/---

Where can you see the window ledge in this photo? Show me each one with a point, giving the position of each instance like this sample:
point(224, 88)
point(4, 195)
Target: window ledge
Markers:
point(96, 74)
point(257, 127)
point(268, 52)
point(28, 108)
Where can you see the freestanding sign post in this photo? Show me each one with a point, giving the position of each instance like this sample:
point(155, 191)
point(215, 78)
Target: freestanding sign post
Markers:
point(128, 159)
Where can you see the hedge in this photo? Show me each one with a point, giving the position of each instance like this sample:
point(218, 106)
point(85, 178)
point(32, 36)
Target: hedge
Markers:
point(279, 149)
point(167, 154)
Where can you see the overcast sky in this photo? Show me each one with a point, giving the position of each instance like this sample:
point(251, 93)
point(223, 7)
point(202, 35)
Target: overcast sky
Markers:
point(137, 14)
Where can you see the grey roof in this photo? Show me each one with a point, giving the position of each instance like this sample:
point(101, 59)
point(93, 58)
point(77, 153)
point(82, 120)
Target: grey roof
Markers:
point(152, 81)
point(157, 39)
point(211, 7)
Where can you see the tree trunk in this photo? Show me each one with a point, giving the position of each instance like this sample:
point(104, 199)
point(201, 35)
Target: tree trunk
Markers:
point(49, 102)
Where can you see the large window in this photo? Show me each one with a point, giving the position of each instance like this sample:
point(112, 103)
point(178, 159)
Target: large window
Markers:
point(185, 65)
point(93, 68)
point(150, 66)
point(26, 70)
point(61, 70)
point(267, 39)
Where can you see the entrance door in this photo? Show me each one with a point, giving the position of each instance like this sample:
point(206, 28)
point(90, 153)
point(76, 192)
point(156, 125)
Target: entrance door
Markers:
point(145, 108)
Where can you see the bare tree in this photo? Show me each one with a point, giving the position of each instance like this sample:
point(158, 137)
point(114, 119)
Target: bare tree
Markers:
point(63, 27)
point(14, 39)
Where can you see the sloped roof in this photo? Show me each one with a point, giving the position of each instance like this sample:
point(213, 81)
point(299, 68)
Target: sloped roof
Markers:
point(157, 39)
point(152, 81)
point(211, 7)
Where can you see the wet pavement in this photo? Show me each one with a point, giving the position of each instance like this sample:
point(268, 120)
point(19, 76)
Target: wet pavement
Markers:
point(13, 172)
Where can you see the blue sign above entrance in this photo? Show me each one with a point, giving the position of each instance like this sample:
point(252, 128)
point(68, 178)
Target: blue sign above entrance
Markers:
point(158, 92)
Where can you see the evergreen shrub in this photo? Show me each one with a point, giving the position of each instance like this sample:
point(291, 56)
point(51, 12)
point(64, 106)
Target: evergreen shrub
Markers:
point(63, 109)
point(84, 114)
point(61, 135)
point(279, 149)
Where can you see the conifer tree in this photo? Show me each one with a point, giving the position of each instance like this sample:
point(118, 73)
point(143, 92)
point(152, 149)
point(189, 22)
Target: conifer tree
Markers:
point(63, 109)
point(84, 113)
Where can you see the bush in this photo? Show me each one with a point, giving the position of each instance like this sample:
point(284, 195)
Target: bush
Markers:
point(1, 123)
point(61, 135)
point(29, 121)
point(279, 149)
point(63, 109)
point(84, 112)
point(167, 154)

\---
/---

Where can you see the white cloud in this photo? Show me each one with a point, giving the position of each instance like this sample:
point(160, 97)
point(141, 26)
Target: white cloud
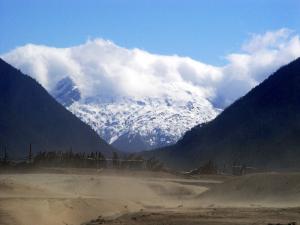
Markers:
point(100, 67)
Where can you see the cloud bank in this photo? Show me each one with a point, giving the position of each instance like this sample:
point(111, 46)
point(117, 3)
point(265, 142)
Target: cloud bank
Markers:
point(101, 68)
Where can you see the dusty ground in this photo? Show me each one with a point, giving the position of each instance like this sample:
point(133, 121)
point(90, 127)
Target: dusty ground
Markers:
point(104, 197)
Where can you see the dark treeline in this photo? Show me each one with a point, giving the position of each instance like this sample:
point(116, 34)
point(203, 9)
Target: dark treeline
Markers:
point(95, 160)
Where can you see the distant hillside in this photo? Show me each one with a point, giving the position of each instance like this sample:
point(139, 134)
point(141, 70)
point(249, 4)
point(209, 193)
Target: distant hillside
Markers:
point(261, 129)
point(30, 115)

\---

Task description →
Please report how many lines in the material above contain the string "shrub", with uppercase and lowercase letters matching, and reply with that number alone.

Answer to the task →
2